───── TEXT BLOCK ─────

The book is essentially a complete re-creation of the fifties B-movie experience, with fake ads, a “trailer” strip for the next arc (“Lost Valley of the Lost!”) and even “intermission” pages where the narrative is interrupted with a a happy cigarette box encouraging theatergoers to go have a smoke in the lobby, just like the old animated intermission bumpers you used to get at the movies. It’s just plain fun and I heartily approve of fun comics. It’s $19.99 for the hardcover which is a little on the high side, but it’s a really nice hardcover with lots of extras.
Titan Comics has also put out Monster Massacre II, and I find it to be a considerable improvement over the first volume.
Of course, the cover is still a little embarrassing, but not as embarrassing as the first one. So there’s that, I guess. I suppose I can’t fault them for knowing the market. It just annoys me because the packaging leads one to believe that it’s just another bunch of arrested-adolescent, Heavy Metal-type T&A fantasy, and the Monster Massacre anthologies are considerably better than that.

─────

REQUIREMENT A
According to the review, what is the price of the hardcover?
REQUIREMENT B
Say whether each statement agrees with the review, answering yes or no and quoting the words that decide it. (i) Monster Massacre II was published by Titan Comics. (ii) The reviewer finds the second volume weaker than the first. (iii) The cover of Monster Massacre II is more embarrassing than the cover of the first volume.
REQUIREMENT C
Write out the part of the review between "The book is" and "the first volume.", inclusive.
None of the data after this point is needed.

───── EXCERPTED DATA ─────

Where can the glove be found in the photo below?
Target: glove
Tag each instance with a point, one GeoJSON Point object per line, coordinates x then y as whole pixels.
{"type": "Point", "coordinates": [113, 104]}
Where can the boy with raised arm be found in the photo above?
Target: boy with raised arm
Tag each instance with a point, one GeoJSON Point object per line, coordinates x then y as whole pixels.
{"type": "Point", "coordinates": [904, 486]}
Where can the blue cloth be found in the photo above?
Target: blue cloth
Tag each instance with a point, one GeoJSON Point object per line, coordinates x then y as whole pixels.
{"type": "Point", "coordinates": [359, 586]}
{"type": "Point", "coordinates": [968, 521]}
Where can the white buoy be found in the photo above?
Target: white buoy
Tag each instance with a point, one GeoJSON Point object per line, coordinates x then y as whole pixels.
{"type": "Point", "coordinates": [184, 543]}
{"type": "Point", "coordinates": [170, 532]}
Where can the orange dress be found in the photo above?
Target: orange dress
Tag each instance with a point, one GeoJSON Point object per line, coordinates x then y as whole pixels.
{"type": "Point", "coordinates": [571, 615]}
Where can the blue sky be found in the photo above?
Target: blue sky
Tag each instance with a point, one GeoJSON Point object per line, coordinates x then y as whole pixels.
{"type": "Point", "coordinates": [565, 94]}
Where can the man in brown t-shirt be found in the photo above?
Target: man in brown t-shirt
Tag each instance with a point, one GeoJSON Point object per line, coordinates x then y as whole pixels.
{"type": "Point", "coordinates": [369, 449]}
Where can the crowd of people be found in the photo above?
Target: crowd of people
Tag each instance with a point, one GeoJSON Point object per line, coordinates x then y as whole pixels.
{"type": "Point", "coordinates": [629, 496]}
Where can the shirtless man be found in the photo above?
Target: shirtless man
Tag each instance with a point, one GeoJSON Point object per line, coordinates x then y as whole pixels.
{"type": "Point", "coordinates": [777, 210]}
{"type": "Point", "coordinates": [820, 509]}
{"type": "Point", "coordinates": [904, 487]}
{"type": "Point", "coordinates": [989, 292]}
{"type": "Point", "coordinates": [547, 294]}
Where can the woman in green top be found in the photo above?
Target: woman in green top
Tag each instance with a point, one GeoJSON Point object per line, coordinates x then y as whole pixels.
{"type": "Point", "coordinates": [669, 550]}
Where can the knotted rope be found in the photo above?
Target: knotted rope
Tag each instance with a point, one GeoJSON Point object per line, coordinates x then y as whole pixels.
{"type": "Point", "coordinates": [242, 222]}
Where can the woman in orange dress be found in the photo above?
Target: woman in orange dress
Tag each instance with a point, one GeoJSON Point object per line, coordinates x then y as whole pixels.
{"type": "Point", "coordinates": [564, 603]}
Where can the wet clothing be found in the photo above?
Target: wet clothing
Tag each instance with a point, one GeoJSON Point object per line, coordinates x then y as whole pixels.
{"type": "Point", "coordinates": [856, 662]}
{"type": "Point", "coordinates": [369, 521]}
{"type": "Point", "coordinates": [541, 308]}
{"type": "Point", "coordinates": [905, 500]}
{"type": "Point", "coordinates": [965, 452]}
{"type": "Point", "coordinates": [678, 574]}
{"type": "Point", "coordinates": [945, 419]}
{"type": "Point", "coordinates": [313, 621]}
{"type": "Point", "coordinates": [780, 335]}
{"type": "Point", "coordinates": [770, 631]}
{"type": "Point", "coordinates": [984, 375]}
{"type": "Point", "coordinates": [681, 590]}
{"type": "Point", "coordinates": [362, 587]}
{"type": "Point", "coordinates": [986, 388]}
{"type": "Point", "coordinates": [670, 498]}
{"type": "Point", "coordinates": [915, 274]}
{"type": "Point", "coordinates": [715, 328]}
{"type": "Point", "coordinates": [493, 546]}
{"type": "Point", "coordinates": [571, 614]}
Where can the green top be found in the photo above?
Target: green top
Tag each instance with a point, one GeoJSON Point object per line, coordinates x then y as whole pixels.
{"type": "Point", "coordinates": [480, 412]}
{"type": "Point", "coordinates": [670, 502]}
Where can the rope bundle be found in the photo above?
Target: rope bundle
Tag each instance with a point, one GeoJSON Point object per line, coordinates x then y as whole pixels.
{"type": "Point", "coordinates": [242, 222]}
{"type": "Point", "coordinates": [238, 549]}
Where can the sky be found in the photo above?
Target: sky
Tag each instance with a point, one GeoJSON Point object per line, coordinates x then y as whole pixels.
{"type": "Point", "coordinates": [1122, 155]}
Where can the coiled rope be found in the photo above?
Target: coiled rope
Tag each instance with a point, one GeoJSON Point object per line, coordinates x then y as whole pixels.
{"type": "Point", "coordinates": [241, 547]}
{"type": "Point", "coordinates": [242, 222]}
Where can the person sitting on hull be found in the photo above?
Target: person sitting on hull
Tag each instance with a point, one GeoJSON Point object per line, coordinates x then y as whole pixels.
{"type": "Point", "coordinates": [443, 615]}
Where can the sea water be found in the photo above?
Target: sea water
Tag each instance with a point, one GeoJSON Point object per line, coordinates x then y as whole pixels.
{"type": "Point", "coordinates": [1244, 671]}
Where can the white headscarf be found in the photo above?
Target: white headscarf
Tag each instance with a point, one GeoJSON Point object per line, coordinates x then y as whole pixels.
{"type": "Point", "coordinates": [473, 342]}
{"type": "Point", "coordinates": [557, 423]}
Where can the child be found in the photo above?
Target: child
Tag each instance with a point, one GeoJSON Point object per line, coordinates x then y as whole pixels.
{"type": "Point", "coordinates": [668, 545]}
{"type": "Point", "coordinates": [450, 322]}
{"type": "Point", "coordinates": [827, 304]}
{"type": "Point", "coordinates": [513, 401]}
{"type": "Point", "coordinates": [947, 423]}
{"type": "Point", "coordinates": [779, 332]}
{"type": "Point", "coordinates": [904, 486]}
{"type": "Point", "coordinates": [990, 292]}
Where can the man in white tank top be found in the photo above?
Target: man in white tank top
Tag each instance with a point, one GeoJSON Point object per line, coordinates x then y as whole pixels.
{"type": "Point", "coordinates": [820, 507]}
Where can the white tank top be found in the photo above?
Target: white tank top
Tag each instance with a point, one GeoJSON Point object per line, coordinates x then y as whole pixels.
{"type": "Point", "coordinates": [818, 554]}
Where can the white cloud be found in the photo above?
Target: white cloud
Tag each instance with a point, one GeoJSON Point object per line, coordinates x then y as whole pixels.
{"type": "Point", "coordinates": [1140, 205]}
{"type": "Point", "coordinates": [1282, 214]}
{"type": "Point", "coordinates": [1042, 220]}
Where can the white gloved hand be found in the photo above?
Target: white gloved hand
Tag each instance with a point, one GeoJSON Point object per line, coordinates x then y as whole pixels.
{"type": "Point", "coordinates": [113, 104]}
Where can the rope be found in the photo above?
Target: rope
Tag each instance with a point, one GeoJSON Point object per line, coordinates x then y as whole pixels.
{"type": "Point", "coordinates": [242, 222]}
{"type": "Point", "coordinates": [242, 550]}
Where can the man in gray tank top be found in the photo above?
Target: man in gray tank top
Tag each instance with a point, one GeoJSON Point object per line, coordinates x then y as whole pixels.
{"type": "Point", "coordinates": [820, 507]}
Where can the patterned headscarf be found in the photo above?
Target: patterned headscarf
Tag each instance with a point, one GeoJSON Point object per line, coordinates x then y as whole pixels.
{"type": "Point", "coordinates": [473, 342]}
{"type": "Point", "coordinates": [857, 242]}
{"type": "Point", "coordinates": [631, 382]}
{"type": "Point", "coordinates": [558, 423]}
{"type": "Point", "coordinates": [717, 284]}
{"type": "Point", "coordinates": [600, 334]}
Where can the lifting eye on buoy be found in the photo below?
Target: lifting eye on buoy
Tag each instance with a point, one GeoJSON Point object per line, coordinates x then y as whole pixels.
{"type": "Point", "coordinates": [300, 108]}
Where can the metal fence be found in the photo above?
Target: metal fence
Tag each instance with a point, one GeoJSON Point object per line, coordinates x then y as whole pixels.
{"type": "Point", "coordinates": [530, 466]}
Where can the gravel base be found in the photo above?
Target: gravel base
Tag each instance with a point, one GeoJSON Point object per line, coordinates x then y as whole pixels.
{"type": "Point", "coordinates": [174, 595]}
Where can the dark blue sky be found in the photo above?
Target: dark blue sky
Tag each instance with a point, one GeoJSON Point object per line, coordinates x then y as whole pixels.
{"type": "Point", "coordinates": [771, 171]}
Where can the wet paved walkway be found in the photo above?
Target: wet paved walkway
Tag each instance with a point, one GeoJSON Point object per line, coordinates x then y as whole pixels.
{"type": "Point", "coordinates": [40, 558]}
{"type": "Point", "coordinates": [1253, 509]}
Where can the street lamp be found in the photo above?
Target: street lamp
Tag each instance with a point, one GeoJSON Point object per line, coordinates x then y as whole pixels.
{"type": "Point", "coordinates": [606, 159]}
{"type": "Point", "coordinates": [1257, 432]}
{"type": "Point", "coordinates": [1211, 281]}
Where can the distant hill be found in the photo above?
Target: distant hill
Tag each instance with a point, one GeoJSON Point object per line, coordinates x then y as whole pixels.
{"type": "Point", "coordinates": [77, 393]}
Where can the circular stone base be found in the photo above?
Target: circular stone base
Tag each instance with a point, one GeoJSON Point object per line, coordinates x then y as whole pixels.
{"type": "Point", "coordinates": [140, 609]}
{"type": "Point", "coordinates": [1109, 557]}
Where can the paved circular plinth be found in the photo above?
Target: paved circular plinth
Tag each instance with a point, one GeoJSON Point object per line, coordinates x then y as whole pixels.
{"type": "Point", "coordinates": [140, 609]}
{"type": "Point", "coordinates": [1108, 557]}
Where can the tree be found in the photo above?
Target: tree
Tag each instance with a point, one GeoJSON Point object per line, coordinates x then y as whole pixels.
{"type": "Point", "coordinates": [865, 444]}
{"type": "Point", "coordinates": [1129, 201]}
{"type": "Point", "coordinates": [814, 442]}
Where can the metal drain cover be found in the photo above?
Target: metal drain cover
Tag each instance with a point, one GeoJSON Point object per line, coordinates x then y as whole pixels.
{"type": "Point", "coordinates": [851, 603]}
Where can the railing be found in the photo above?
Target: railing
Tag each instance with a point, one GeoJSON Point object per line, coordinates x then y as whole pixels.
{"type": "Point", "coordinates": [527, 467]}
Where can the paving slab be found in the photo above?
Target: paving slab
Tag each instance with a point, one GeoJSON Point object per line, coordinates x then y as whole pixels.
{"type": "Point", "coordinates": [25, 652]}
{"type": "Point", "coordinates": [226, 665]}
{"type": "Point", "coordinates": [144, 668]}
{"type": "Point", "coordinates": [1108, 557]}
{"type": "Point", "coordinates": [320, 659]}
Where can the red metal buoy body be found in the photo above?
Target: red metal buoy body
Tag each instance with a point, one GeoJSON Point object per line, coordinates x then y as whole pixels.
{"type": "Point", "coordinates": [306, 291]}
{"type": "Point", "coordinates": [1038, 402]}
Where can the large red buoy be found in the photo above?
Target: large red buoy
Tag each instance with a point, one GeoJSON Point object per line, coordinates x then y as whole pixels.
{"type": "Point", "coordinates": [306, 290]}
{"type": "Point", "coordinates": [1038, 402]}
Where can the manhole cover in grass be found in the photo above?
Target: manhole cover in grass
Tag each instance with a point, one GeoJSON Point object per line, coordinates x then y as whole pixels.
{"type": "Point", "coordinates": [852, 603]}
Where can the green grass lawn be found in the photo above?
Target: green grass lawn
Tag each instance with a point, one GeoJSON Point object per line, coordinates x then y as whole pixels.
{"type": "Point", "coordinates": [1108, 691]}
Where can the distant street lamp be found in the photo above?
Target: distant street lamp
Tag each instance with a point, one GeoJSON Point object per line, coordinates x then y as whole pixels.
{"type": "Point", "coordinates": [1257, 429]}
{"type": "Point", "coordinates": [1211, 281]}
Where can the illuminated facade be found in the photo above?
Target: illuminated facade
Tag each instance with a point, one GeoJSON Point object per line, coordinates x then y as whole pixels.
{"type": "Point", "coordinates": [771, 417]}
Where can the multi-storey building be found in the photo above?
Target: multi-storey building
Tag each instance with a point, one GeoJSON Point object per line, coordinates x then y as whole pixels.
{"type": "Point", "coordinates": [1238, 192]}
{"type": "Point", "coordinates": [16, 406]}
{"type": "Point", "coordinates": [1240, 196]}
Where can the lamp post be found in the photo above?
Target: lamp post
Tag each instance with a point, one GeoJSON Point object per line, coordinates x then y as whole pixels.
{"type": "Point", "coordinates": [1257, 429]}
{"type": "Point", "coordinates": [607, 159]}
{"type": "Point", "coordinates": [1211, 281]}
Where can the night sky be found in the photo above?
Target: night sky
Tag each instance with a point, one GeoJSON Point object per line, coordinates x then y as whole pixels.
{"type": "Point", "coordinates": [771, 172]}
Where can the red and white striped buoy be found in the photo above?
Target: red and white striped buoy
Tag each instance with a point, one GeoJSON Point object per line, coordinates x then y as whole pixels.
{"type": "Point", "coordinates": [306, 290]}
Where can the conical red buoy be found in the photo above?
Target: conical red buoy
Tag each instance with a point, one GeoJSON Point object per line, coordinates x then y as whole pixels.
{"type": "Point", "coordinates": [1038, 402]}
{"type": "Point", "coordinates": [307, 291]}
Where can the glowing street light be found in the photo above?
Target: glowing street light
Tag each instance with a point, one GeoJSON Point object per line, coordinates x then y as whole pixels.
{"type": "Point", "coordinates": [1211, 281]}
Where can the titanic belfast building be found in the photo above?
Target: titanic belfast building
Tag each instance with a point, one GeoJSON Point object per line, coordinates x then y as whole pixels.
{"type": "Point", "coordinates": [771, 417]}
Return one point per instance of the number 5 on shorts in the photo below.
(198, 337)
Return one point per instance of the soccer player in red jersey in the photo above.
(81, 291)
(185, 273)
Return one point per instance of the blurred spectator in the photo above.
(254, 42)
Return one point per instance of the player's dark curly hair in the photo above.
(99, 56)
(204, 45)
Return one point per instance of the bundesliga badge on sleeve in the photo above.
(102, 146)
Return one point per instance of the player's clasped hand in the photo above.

─────

ANSWER AREA A
$19.99

ANSWER AREA B
(i) Yes: "Titan Comics has also put out Monster Massacre II"
(ii) No: "I find it to be a considerable improvement over the first volume"
(iii) No: "not as embarrassing as the first one"

ANSWER AREA C
The book is essentially a complete re-creation of the fifties B-movie experience, with fake ads, a “trailer” strip for the next arc (“Lost Valley of the Lost!”) and even “intermission” pages where the narrative is interrupted with a a happy cigarette box encouraging theatergoers to go have a smoke in the lobby, just like the old animated intermission bumpers you used to get at the movies. It’s just plain fun and I heartily approve of fun comics. It’s $19.99 for the hardcover which is a little on the high side, but it’s a really nice hardcover with lots of extras.
Titan Comics has also put out Monster Massacre II, and I find it to be a considerable improvement over the first volume.